**Written instruction**
Please rewrite the material below, replacing "green tree" with "leafy tree" and changing nothing else. Leave the pictures out of your answer.

--*--

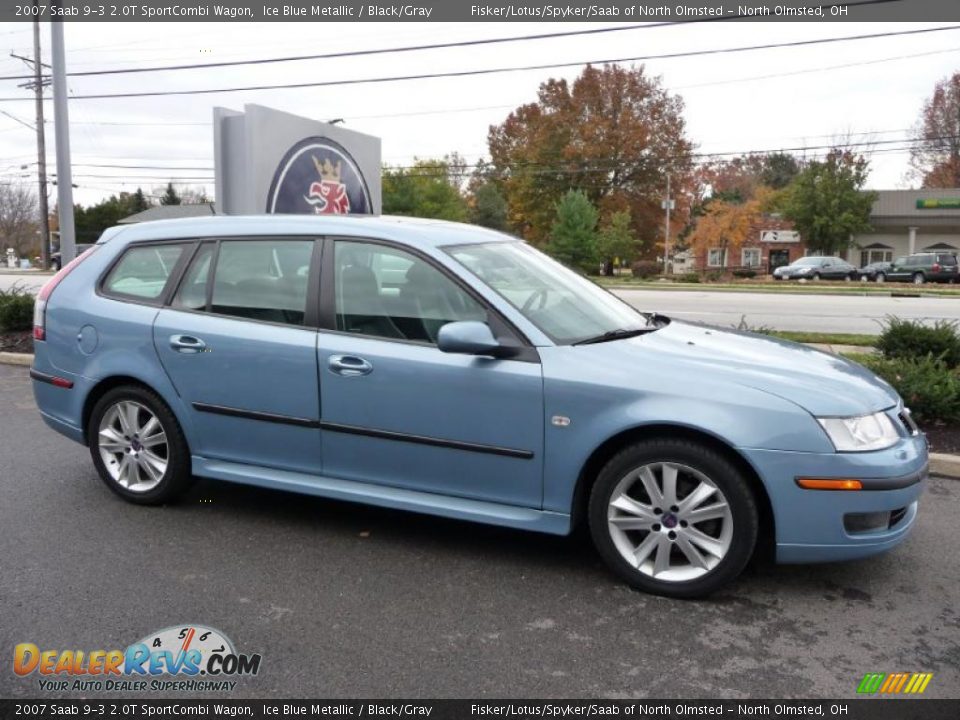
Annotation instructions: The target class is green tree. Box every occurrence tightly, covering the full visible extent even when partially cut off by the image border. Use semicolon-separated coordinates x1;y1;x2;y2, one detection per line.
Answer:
73;188;150;243
160;182;182;205
382;158;467;221
597;210;637;268
130;188;150;213
547;190;599;271
783;148;877;254
470;182;507;230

--*--

**Written solution**
Annotation instructions: The target class is leafy tree. Box every occurrence tightly, covering the full visible extent even when partially cut off by the image border. Use semicolon-separated coordinates x1;y1;x2;y2, one detection per line.
Answer:
73;188;150;243
160;182;182;205
382;158;467;221
597;210;637;268
130;188;150;213
547;190;599;271
783;148;877;254
470;182;507;230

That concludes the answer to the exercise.